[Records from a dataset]
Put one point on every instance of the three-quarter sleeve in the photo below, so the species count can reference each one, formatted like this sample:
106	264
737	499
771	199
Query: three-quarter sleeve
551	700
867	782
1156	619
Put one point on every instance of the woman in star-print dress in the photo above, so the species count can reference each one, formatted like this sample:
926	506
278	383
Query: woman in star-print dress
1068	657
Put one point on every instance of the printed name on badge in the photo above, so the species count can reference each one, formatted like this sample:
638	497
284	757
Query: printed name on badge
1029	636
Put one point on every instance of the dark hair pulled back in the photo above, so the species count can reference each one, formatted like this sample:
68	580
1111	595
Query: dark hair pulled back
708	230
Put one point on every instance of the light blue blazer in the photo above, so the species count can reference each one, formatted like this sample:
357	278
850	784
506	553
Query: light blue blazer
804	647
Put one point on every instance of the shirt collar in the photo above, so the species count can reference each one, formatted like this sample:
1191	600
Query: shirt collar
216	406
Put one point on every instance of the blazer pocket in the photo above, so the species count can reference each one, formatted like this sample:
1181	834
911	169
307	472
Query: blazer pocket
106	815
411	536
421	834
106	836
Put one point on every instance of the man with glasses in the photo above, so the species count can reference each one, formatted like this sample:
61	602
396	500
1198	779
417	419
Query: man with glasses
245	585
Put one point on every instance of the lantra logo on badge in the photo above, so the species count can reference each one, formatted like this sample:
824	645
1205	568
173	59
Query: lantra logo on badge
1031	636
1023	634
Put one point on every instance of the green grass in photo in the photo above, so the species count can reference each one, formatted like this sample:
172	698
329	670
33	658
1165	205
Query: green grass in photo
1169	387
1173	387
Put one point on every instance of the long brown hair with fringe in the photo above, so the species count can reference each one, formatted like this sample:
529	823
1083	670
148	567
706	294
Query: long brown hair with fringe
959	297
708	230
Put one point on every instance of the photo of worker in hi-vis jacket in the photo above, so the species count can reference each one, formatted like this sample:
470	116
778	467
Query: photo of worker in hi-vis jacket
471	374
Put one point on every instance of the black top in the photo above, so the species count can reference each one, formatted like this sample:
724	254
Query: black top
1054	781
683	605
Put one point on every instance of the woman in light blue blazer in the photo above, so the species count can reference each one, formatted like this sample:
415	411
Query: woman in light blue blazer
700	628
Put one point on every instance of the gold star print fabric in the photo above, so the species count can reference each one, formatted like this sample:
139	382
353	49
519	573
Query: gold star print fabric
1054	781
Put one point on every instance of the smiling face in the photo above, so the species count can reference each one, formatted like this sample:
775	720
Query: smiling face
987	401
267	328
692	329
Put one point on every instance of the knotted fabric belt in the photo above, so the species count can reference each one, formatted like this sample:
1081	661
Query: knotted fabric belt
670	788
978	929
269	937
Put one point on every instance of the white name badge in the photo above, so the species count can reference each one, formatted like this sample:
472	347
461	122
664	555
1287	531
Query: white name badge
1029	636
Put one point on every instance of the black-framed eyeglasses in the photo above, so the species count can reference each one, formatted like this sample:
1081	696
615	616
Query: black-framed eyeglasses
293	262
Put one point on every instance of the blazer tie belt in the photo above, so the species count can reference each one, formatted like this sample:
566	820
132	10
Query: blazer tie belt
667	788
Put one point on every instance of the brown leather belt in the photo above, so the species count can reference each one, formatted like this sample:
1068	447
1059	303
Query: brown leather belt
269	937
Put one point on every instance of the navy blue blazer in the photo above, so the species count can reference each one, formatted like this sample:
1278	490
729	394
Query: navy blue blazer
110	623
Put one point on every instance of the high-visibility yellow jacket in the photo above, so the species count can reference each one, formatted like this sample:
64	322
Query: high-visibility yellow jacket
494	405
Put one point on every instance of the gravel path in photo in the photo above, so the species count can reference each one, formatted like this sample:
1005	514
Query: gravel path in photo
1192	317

**PROBLEM STATEMENT:**
Transcribe the material exactly as it reads.

**COMPLETE ANSWER:**
Put one point on every instance of the three-quarter sleeve in the photo below, so the species count can reference each one, formatted like this sample:
106	264
737	499
771	199
Query: three-quarter sleeve
551	700
867	782
1156	619
Put one point on every instance of the woman in star-print dress in the photo above, so the species count can reference each one, formatted like this sample:
926	506
278	383
Query: woman in star-print dress
1068	657
Put one point on every instance of the printed name on badge in the photo above, so the species count can reference each one, formatted like this sample:
638	497
284	757
Query: printed name on badge
1029	636
Put one point on every instance of the dark hair pulled back in the photo above, so the species count can reference each one, formatted like this sample:
68	580
1111	595
Query: dark hair pulled back
708	230
Put one point on every instance of the light blue blazer in the photo above, so the species count can reference each one, formatted like this sample:
357	278
850	784
506	553
Query: light blue blazer
804	647
Put one point on every instance of the shirt collar in the photo above, so the species count can reference each one, formatted like this sample:
1191	600
Query: shirt collar
216	406
Put one point on every instance of the blazer pocket in the photo above, so the species count can reference each one, formatted like this sample:
1181	834
911	169
307	472
Query: blazer pocket
106	815
411	536
421	834
106	836
Put one point on every instance of the man with glasses in the photo above, so the species count can reference each one, formatted like this sample:
61	602
396	500
1198	779
417	419
Query: man with glasses
245	585
Put one point on every instance of the lantra logo on badge in the photo above, so the species count can reference each one, formatted like this sample:
824	645
1205	568
173	59
Query: lantra logo on badge
1031	636
1023	634
Put one point on every instance of the green grass in photo in the photo above, so the species count can reference each one, formatted like this sample:
172	698
329	670
33	658
1165	205
Query: green grass in photo
1169	387
1173	387
Put one point on every instance of the long brown hair with fringe in the photo above, so the species count can reference each one, formatted like this sample:
529	823
1083	670
148	567
706	294
Query: long brown hair with fringe
959	297
708	230
Put one point on every instance of the photo of worker in hi-vis jacket in the photo above, so the species count can reference each one, formatted like this sample:
470	116
778	467
Query: photo of worker in hi-vis jacket
471	374
Put one point on every instance of the black top in the photo above, so the species count can reference each one, formatted like this sample:
724	254
Query: black top
1054	781
683	605
Put one point on every instance of the woman in light blue blazer in the photo above, so the species count can reference each one, formatted like this sample:
415	411
Query: woman in light blue blazer
700	628
Put one point on every instance of the gold star print fabric in the photo above, so the species count can reference each one, formatted like this sample:
139	382
353	49
519	573
Query: gold star print fabric
1054	781
Put one point on every instance of the smiling face in the photo above, so the species count can reference each one, formatted like this sample:
775	720
Query: smiling face
987	401
267	328
692	329
Put one point on every instance of the knotted fabric belt in the photo above, so the species count can reference each one, formatted like this sample:
1081	661
Query: knotted fabric belt
670	788
978	929
269	937
Put one point on every instance of the white name badge in the photo above, so the species count can reference each one, formatted like this sample:
472	347
461	122
664	555
1287	531
Query: white name badge
1029	636
Put one point on every instance of the black-framed eyeglasses in the photo above, so the species count can reference each one, formatted like this sample:
1081	696
615	616
Query: black-framed eyeglasses
293	262
Put one point on every instance of the blazer tie belt in the photo above, so the species count can reference each one, formatted like this sample:
566	820
132	10
Query: blazer tie belt
667	788
Put one point on every instance of the brown leather belt in the photo above, so the species count can reference each one, formatted like this sample:
1068	447
1059	303
Query: brown leather belt
269	937
Put one point on every instance of the navy blue blazer in the photo above, so the species count can reference each one, formatted like this sample:
1278	490
729	394
Query: navy blue blazer
110	623
Put one point on every instance of the high-visibility yellow jacket in the photo above, so the species count can reference each one, formatted like this sample:
64	322
Query: high-visibility yellow jacket
494	405
Put one point on every instance of the gravel path in photo in the photo above, so the species count can reference each one, formatted like this sample:
1005	514
Query: gravel path in photo
1192	317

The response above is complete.